■ BRANO SCELTO ■

La vita è un continuo rinnovarsi di distacchi che permettono nuovi attaccamenti
E disse loro: «Andate in tutto il mondo e proclamate il Vangelo a ogni creatura. Chi crederà e sarà battezzato sarà salvato, ma chi non crederà sarà condannato. Questi saranno i segni che accompagneranno quelli che credono: nel mio nome scacceranno demòni, parleranno lingue nuove, prenderanno in mano serpenti e, se berranno qualche veleno, non recherà loro danno; imporranno le mani ai malati e questi guariranno». Ascensione di Gesù e missione dei discepoli. Il Signore Gesù, dopo aver parlato con loro, fu elevato in cielo e sedette alla destra di Dio. Allora essi partirono e predicarono dappertutto, mentre il Signore agiva insieme con loro e confermava la Parola con i segni che la accompagnavano (Mc 16,15-20)

Alla fine di un racconto occorre trovare la conclusione giusta. Mi ricordo che quando ho iniziato a predicare, una delle difficoltà più grandi era trovare la conclusione adatta: non sapevo mai come terminare! A volte avevo in mente finali diversi, ma che non mi convincevano del tutto. La conclusione sembra sempre inadeguata a tutto quello che avresti voluto dire. Concludere vuol dire congedarsi, rimettere a posto la parola, vuol dire salutare senza sapere quando potrai parlare di nuovo.

Anche la conclusione del Vangelo di Marco deve essere stata imbarazzante. I versetti che leggiamo oggi (Mc 16,15-20) sono proprio gli ultimi della redazione che è giunta fino a noi, ma mancano in alcuni dei codici più significativi. Probabilmente la prima redazione di questo Vangelo terminava con la paura delle donne, la paura davanti al sepolcro vuoto e all’annuncio della risurrezione di Gesù: le donne corsero via in preda alla paura (Mc 16,8).

Ma a volte… le conclusioni non ci piacciono e allora cerchiamo di correggerle un po’: così, qualche decennio dopo, qualche redattore ha aggiunto una sintesi delle apparizioni di Gesù risorto, compresa la degna conclusione dell’episodio dell’ascensione. A volte facciamo così anche noi nella vita, cerchiamo di dare una forma più adeguata alla chiusura delle nostre esperienze, ci torniamo su e proviamo a dire meglio quello che avevamo in mente.

La conclusione di un’esperienza è una cosa molto complessa, mette insieme emozioni diverse e intense. Per questo motivo, come questo racconto ci insegna, è importante prendersi cura di questa dinamica inevitabilmente ricorrente nella nostra vita: solo trovando e costruendo conclusioni adeguate, possiamo avere le energie per cominciare un capitolo nuovo della vita. Forse per questo gli Atti degli Apostoli ricominceranno proprio dal racconto dell’ascensione, ripartiranno da quella esperienza di distacco affinché ci possa essere un nuovo attaccamento vitale.

■ ISTRUZIONE SCRITTA 1 ■
Estrai dai record ogni riga che contiene la stringa "bare", distinguendo tra maiuscole e minuscole.
Il brano e i record sono materiali distinti tra loro.

■ INSIEME DI DATI ■

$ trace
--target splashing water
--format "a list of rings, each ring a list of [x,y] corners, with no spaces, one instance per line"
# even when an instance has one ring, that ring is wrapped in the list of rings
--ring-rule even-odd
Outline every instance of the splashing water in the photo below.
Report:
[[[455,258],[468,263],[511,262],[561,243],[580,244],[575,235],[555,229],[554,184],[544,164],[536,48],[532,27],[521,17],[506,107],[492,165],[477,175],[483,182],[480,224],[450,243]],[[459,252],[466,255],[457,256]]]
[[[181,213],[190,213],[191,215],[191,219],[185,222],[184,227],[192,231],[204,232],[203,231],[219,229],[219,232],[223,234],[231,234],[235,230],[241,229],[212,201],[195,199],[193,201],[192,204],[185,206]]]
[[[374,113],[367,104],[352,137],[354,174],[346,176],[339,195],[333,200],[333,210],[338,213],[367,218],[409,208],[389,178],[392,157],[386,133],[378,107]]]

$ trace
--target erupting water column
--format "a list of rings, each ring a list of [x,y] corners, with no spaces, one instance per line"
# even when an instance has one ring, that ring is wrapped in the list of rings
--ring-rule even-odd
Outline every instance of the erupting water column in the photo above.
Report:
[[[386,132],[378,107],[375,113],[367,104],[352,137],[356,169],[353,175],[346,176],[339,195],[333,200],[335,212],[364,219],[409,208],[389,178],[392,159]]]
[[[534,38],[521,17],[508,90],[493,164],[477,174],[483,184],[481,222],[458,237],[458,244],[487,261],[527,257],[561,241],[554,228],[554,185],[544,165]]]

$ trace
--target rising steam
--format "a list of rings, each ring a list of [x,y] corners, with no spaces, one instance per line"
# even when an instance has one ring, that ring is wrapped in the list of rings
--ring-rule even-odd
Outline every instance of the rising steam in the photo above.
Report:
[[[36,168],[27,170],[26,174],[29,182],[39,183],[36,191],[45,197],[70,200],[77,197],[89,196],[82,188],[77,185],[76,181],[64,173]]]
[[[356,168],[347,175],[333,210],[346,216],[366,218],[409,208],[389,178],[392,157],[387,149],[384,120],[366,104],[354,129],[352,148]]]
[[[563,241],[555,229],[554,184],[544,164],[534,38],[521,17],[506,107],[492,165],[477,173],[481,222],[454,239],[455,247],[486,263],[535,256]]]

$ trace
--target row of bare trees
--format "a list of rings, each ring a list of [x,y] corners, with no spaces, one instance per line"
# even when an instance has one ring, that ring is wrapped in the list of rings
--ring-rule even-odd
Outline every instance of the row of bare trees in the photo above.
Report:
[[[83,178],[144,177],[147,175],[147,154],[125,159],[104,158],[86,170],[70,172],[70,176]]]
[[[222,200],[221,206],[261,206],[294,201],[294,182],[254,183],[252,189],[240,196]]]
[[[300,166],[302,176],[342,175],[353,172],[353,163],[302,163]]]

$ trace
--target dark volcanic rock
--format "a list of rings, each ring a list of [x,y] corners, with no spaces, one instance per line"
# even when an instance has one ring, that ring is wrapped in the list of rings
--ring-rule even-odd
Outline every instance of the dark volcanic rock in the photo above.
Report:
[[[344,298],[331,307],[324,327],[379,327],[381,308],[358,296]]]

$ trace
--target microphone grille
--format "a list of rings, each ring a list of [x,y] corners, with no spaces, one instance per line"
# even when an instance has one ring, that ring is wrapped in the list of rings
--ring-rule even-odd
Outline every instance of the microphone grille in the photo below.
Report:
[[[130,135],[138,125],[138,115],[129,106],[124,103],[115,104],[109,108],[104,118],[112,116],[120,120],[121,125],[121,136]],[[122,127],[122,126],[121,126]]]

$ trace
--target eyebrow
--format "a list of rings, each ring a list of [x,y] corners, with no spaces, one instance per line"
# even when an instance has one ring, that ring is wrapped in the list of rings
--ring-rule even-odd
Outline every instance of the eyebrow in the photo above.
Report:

■ ISTRUZIONE SCRITTA 2 ■
Secondo il brano sul Vangelo di Marco, con che cosa terminava probabilmente la prima redazione di quel Vangelo?

■ SOLUZIONE SCRITTA 1 ■
--target row of bare trees
Outline every instance of the row of bare trees in the photo above.

■ SOLUZIONE SCRITTA 2 ■
Con la paura delle donne davanti al sepolcro vuoto e all'annuncio della risurrezione di Gesù.